▸ **Material for this task**
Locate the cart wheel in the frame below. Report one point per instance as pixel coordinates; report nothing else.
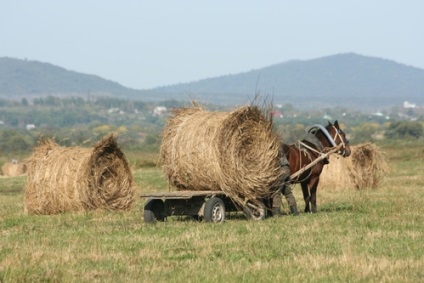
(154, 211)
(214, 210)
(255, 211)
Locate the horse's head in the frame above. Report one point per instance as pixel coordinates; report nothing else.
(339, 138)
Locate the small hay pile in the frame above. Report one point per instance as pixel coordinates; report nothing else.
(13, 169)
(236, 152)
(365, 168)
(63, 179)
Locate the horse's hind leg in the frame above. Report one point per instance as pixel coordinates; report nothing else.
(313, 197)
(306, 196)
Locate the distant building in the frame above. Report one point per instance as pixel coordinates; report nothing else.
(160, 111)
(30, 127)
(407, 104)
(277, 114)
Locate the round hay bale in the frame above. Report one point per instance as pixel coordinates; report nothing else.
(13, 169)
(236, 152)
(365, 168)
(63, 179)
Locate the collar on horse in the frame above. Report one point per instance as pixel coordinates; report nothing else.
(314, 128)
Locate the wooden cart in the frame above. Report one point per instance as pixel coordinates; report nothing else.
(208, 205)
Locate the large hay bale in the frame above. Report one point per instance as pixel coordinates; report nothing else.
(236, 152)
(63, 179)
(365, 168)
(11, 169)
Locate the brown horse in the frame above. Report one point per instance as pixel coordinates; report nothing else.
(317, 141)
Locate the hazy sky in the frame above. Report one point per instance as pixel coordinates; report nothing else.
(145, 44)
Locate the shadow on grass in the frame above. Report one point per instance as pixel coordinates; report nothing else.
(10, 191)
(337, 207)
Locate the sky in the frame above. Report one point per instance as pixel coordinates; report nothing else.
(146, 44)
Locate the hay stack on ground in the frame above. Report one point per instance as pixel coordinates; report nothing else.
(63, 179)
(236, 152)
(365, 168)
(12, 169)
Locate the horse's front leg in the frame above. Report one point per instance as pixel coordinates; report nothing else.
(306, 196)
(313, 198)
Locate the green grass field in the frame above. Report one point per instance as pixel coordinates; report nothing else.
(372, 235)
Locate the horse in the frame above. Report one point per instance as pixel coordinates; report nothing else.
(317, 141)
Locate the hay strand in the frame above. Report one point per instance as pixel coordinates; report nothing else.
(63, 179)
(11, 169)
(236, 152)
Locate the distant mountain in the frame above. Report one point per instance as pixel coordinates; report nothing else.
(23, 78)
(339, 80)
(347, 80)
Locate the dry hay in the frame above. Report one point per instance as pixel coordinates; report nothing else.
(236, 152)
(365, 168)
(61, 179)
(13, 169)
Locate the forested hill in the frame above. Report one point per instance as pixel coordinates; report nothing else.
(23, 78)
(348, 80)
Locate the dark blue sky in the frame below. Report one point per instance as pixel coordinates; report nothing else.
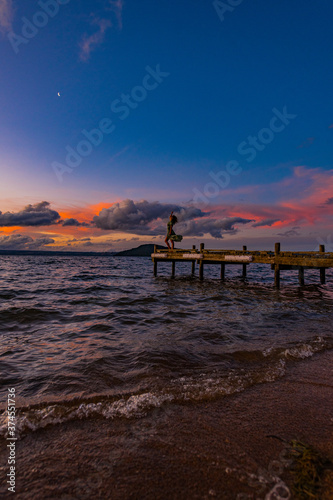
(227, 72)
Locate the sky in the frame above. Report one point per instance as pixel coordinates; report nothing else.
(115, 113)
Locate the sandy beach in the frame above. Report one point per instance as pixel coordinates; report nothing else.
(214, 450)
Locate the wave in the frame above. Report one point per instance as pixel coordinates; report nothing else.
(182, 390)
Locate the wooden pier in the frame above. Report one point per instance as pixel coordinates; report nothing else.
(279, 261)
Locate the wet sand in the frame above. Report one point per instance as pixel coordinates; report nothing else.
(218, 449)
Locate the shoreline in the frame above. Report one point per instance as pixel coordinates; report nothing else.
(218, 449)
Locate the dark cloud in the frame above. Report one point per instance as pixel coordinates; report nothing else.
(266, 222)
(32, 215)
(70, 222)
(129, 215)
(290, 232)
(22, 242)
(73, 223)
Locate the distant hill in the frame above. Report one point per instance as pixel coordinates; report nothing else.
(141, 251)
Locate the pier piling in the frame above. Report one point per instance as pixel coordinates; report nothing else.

▸ **Task directions**
Give the listing again exactly, minus its images.

▸ **Task response**
Locate the cart wheel in the frame below. Report one point per instance as pixel coordinates; report nothing else.
(154, 211)
(214, 210)
(255, 211)
Locate the horse's head in the frame above. Report one point per instance as pixel coordinates; report nothing else.
(339, 138)
Locate the small hay pile in the frame above. Report one point per instance as pixel coordinates; report nothing else.
(13, 169)
(236, 152)
(365, 168)
(63, 179)
Locate the horse's hind leg in the frame above. Report one point per instance as pixel coordinates; report nothing else.
(313, 197)
(306, 196)
Locate the distant building in the frame above. Report one point per instance as pixel coordinates; report nothing else.
(160, 111)
(30, 127)
(407, 104)
(277, 114)
Locate the round hay bale in the frame above. Report one point per instance as pixel coordinates; report nothing else.
(13, 169)
(236, 152)
(365, 168)
(63, 179)
Locate the collar on horse in the frame above. Report one point per instance as pixel coordinates; report nothing else.
(314, 128)
Locate the wooden cart in the frame above. Report one point per instance as pixel coordinates; report nothing else.
(208, 205)
Locate the large hay bale in the frame above. Report one point per instance as pixel coordinates; report nothing else.
(236, 152)
(63, 179)
(365, 168)
(11, 169)
Locate the brown horse in the frame above. Report one point per instance as pixel coordinates; report nothing else.
(317, 141)
Locate the hazy sky in the frame above. Report one point per instance as pixel coordinates; report nothing else.
(145, 44)
Locate the shadow on grass in the frame above. Report one point per instance as pixel coordinates; report nothing else.
(10, 191)
(337, 207)
Locate the sky in the frame above. Report one point per instance as pixel coordinates; report nothing else.
(146, 44)
Locate the hay stack on ground in the frame above. Report one point per instance as pixel coordinates; report nothing else.
(63, 179)
(236, 152)
(365, 168)
(12, 169)
Locate the horse's front leg in the frame above. Report one point per instance as pixel coordinates; report nothing else.
(306, 196)
(313, 198)
Locate the green grass field in the frame above. Report one point per instance as pixel coordinates; report nothing else.
(372, 235)
Locate the horse in the frame above. Report one point per instance as pixel coordinates; report nothing else.
(317, 141)
Locate the hay strand in the frame above. Report one point per instance as pixel coordinates; report nothing else.
(63, 179)
(11, 169)
(236, 152)
Locate the distant mountain in the frame above. Report one point per instance as pixel coordinates; report nothing else.
(23, 78)
(339, 80)
(347, 80)
Locate the dry hay in the frame above. Report one point per instance as pixel coordinates; report nothing else.
(236, 152)
(365, 168)
(61, 179)
(13, 169)
Locate the forested hill in the frame above. Report one point per instance as pixel coordinates; report nothing else.
(23, 78)
(348, 80)
Locate the dark blue sky in the frame below. Report one point per instance as pixel coordinates; report nothing else.
(227, 72)
Locate the sky in the frame above. Report one point per instance as pixel coordinates; report nothing else.
(115, 113)
Locate the sandy beach in the frame above. Report one point per instance as pixel coordinates; report nothing else.
(214, 450)
Locate the wave in the frame above. Report one point per instance as pixel coordinates; report nothing else.
(182, 390)
Locate the wooden pier in the frame above. Report one point per instance as pixel coordinates; report nothing else.
(279, 261)
Locate the wet sand in the frame above. Report one point per instance as pixel coordinates; report nothing else.
(218, 449)
Locate the shoreline in the frame above. Report one point per instance as pixel coordinates; report nothing else.
(218, 449)
Locate the dark cloud in the frame above. Report one point per instance as pixel coordinates; report nothing else.
(266, 222)
(32, 215)
(70, 222)
(129, 215)
(290, 232)
(22, 242)
(73, 223)
Locate the distant hill in the frame above. Report one point per instance as pixel coordinates; report nothing else.
(141, 251)
Locate the pier piling in the frame above. Report one point per instance as pixel coordinates; report nothing else.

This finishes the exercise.